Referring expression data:
○ ○ ○ ○ ○
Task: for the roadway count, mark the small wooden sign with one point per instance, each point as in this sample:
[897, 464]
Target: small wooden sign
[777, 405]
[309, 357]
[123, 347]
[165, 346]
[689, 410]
○ ○ ○ ○ ○
## Exercise prompt:
Copy out each entry once more, character for character.

## Answer box:
Task: for the roadway count, mark the small wooden sign with one point per instance, each point as in this sample:
[897, 464]
Target: small wooden sign
[777, 405]
[309, 357]
[123, 347]
[165, 346]
[689, 410]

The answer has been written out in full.